#### Stored items
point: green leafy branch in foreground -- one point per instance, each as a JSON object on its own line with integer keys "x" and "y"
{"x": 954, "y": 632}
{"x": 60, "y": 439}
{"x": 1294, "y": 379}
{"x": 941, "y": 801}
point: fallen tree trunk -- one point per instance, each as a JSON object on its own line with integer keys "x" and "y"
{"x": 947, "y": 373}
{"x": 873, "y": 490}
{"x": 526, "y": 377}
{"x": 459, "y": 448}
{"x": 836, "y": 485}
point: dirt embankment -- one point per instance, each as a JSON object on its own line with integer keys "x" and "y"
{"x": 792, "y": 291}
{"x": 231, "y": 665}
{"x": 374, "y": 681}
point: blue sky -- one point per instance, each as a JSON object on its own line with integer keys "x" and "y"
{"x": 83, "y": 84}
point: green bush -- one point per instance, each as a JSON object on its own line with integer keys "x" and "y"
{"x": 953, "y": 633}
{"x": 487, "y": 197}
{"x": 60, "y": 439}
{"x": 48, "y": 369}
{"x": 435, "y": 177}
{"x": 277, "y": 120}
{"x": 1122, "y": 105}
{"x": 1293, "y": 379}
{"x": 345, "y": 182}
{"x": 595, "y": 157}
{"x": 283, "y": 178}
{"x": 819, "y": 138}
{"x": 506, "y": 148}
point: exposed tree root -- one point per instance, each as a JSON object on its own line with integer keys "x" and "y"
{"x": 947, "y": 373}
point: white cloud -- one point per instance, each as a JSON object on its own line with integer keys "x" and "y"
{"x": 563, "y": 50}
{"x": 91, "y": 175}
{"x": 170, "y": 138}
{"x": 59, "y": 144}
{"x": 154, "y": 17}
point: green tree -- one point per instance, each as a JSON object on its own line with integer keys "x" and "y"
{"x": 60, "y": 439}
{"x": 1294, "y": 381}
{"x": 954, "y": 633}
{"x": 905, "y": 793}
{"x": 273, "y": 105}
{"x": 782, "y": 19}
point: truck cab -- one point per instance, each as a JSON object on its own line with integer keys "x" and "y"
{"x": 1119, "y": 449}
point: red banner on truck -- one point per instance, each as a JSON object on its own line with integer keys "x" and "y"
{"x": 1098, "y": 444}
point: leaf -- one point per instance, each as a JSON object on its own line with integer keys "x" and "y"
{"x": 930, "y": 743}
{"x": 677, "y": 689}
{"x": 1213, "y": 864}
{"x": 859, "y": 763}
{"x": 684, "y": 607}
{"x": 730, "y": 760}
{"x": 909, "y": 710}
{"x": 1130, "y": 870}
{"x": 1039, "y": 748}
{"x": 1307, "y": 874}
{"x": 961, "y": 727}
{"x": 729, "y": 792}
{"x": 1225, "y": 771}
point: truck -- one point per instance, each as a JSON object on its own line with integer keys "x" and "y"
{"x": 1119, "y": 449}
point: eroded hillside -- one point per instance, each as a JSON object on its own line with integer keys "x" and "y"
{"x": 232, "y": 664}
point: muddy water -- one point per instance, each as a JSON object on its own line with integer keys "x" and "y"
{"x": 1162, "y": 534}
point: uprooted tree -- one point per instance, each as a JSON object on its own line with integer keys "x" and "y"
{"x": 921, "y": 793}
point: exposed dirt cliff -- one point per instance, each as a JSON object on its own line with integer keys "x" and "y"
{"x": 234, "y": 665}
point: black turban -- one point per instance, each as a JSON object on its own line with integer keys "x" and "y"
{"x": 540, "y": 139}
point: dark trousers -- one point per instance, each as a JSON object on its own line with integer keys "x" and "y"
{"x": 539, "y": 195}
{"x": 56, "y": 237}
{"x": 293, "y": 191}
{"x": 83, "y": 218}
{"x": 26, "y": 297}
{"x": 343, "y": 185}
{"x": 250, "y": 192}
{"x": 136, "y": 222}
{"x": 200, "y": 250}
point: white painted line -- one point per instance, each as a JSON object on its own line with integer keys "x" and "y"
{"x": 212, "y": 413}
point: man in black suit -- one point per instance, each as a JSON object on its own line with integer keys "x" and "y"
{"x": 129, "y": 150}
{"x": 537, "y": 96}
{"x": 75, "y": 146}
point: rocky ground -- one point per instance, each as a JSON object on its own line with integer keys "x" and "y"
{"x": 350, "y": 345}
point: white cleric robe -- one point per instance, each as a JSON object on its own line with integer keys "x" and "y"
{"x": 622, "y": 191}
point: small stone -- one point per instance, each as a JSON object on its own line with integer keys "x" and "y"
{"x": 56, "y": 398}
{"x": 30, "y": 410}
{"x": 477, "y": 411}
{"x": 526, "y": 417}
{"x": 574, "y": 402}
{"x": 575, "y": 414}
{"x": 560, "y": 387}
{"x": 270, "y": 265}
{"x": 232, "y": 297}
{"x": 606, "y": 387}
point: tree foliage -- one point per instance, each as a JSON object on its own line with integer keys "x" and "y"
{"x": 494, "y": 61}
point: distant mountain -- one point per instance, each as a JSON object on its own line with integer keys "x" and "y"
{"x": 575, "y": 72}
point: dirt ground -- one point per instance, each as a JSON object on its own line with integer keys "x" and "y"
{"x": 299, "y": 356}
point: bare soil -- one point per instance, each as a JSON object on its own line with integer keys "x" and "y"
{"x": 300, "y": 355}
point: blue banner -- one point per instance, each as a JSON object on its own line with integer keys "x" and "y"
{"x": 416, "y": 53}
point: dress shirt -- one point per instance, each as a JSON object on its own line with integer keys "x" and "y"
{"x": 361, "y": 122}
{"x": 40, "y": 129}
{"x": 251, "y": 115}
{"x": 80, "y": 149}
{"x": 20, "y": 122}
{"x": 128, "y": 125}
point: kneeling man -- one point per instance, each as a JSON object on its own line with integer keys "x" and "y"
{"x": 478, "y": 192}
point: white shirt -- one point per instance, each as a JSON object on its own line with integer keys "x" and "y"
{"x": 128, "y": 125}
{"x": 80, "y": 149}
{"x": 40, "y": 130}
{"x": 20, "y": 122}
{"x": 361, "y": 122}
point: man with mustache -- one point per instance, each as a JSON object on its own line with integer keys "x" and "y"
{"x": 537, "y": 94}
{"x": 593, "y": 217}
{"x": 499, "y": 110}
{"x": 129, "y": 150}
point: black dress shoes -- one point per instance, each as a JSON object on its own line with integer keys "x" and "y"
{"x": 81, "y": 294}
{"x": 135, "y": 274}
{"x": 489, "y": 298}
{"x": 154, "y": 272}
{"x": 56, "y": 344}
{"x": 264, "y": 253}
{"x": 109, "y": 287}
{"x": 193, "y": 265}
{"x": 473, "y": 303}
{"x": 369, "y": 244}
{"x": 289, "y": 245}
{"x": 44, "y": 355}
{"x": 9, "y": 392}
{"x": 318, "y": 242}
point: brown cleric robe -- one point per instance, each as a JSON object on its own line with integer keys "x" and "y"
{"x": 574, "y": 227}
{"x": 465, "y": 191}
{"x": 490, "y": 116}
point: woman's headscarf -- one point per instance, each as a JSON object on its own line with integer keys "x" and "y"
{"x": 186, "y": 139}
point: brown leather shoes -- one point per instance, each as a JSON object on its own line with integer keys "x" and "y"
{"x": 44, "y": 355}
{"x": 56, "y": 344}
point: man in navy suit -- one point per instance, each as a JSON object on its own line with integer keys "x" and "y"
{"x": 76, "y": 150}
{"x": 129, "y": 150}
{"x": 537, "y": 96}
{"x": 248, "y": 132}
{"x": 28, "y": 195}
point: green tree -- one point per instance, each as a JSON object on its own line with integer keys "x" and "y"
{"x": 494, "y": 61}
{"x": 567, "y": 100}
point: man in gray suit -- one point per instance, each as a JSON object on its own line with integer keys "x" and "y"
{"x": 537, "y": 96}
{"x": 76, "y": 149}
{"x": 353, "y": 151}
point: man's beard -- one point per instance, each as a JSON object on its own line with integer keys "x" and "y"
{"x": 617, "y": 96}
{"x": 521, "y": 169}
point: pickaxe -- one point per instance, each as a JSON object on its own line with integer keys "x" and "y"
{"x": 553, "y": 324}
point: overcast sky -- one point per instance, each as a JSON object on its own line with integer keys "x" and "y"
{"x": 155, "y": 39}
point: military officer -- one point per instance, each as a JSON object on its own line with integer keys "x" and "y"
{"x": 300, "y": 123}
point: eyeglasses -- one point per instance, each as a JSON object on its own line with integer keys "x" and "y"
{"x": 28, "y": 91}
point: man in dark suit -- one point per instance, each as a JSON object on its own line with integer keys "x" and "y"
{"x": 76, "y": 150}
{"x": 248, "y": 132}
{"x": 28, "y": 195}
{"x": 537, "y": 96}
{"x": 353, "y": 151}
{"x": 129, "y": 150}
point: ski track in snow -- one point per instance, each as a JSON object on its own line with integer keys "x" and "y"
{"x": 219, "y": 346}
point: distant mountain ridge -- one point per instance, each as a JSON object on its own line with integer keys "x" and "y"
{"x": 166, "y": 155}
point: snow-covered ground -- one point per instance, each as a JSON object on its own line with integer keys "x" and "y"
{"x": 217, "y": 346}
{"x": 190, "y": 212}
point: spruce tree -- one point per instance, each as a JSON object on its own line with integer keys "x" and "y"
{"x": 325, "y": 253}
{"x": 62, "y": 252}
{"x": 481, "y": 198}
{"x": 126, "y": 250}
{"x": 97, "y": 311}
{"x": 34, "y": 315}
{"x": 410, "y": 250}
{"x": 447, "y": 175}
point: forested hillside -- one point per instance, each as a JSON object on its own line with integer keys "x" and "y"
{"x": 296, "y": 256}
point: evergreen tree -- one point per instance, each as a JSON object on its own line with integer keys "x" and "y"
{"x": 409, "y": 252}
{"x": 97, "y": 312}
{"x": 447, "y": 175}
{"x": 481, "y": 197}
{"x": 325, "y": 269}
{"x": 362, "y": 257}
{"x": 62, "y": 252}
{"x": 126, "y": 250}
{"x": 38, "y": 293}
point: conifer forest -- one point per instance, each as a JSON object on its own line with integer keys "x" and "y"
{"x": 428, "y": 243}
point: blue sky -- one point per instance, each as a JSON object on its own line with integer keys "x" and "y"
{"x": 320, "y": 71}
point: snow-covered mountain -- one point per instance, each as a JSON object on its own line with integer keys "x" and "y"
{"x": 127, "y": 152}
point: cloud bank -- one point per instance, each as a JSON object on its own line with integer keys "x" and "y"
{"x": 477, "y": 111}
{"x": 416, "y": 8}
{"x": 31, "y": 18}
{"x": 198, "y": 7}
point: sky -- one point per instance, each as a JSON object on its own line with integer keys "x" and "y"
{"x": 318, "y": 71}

#### What is expected
Restate the line containing "point: cloud bank" and every remaining line of the records word for word. Add nothing.

#### Solution to this task
point: cloud bank -- one point per instance, each as a JSON object on its own line with integer keys "x" and "y"
{"x": 477, "y": 111}
{"x": 416, "y": 8}
{"x": 31, "y": 18}
{"x": 198, "y": 7}
point: sky -- one point per instance, each as a JSON object on its own line with integer keys "x" and "y"
{"x": 318, "y": 71}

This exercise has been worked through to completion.